About this exercise> The reply should hold only the lines from the one with "Target: green foliage" through the end of the data, each given exactly.

Record extracts>
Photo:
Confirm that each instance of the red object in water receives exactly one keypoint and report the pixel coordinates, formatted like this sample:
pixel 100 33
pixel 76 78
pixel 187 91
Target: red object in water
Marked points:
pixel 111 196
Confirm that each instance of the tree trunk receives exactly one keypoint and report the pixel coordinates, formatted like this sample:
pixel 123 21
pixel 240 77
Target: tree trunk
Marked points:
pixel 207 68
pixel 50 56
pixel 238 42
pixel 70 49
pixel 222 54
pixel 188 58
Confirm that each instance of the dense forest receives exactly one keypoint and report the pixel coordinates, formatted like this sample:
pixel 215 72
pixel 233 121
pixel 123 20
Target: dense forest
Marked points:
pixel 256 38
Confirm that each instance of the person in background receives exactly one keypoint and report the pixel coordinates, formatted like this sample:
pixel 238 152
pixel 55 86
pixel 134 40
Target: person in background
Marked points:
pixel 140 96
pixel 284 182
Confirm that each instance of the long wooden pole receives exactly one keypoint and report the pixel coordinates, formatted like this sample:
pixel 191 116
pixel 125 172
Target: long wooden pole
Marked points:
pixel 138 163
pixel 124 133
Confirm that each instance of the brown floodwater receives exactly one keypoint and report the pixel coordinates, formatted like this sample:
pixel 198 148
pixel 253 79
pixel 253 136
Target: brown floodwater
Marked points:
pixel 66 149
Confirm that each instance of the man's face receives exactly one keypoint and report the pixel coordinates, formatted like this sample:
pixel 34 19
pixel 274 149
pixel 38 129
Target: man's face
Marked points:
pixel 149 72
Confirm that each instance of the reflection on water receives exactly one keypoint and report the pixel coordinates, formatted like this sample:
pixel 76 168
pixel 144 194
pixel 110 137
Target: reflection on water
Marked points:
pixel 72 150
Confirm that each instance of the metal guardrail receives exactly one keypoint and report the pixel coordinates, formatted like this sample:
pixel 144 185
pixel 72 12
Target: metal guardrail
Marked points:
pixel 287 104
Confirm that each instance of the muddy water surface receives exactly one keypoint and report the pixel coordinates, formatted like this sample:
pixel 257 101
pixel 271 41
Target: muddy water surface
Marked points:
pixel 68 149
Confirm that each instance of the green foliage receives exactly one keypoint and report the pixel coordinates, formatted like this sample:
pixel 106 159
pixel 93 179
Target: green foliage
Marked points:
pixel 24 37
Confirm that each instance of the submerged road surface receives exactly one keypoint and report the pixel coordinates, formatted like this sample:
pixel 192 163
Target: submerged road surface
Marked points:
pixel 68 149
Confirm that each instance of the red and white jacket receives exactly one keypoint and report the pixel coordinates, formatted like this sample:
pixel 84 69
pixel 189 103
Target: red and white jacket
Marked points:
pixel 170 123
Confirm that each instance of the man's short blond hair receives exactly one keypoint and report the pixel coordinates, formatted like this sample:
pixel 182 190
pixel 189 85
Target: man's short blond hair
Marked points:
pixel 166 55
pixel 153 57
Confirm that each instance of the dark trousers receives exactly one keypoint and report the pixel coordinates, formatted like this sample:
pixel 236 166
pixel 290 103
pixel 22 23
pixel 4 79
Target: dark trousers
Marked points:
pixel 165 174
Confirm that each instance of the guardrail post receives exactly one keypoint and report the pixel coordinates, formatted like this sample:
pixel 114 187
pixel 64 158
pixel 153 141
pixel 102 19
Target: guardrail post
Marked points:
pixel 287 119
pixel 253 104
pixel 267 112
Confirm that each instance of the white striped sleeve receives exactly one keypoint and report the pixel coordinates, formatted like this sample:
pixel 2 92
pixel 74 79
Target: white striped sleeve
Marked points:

Answer box>
Target: green foliage
Marked points:
pixel 24 37
Confirm that each instance of the submerged road surface receives exactly one keypoint and report the pixel coordinates, formatted like this sample:
pixel 192 163
Target: submerged road surface
Marked points:
pixel 68 149
Confirm that each instance of the red and white jacket receives exactly one keypoint and report the pixel coordinates, formatted like this sample:
pixel 84 69
pixel 189 103
Target: red and white jacket
Marked points:
pixel 170 123
Confirm that each instance of the man's short blond hair receives exactly one keypoint and report the pixel coordinates, formatted like this sample:
pixel 182 190
pixel 189 85
Target: man's short blond hair
Marked points:
pixel 166 55
pixel 153 57
Confirm that each instance of the dark trousers receives exactly one keypoint and report the pixel coordinates, formatted like this sample:
pixel 236 166
pixel 290 103
pixel 22 23
pixel 4 79
Target: dark trousers
Marked points:
pixel 165 174
Confirm that each instance of the guardrail post receives exactly one keypoint and report the pixel coordinates, formatted like this sample:
pixel 114 187
pixel 64 158
pixel 153 141
pixel 102 19
Target: guardrail post
Marked points:
pixel 287 119
pixel 253 104
pixel 267 112
Confirm that each instance of the white striped sleeve receives exactly one keypoint and report the pixel coordinates, formatted like this sample:
pixel 2 92
pixel 74 79
Target: white striped sleeve
Marked points:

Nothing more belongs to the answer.